▶ _TASK DETAILS_:
The number of lines in the records that include "texture" is all you should give.

■ ■ ■ ■ ■

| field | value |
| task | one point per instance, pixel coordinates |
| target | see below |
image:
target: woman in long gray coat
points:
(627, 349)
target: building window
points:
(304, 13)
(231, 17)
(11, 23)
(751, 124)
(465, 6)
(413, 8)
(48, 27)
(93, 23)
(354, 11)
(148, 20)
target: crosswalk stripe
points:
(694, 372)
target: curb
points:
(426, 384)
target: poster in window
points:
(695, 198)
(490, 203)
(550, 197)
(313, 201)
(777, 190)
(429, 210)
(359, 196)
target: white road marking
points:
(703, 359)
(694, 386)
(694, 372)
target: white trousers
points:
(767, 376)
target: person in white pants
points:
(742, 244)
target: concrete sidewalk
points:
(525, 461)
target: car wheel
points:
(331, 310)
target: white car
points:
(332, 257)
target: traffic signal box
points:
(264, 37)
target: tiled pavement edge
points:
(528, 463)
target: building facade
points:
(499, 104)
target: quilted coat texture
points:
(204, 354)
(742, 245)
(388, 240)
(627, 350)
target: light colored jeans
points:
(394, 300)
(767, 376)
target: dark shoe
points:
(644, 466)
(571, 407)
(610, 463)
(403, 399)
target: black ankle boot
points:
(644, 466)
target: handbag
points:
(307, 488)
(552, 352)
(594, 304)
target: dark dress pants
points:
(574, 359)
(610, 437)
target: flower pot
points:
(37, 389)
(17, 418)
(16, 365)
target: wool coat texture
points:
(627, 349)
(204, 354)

■ ■ ■ ■ ■

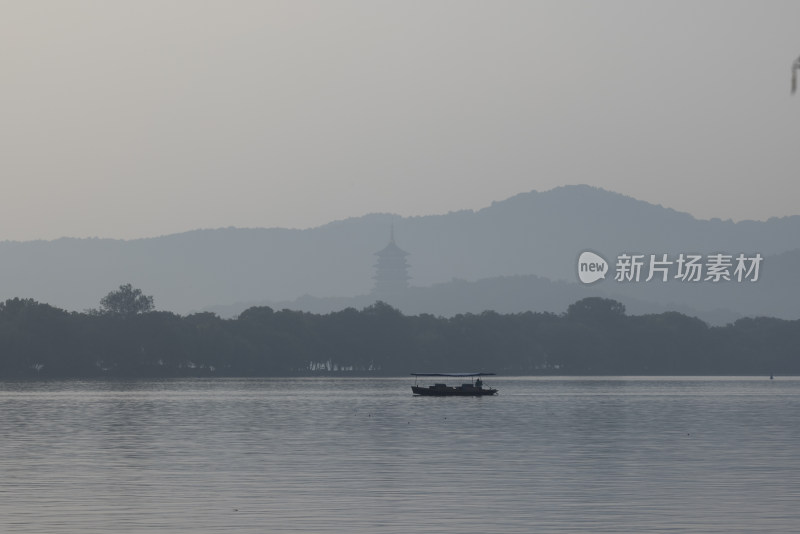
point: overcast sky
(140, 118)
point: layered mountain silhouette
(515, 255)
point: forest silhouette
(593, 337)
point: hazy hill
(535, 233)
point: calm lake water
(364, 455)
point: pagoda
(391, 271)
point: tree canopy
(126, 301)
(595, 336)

■ ■ ■ ■ ■

▶ _SOLUTION TO THIS EXERCISE_:
2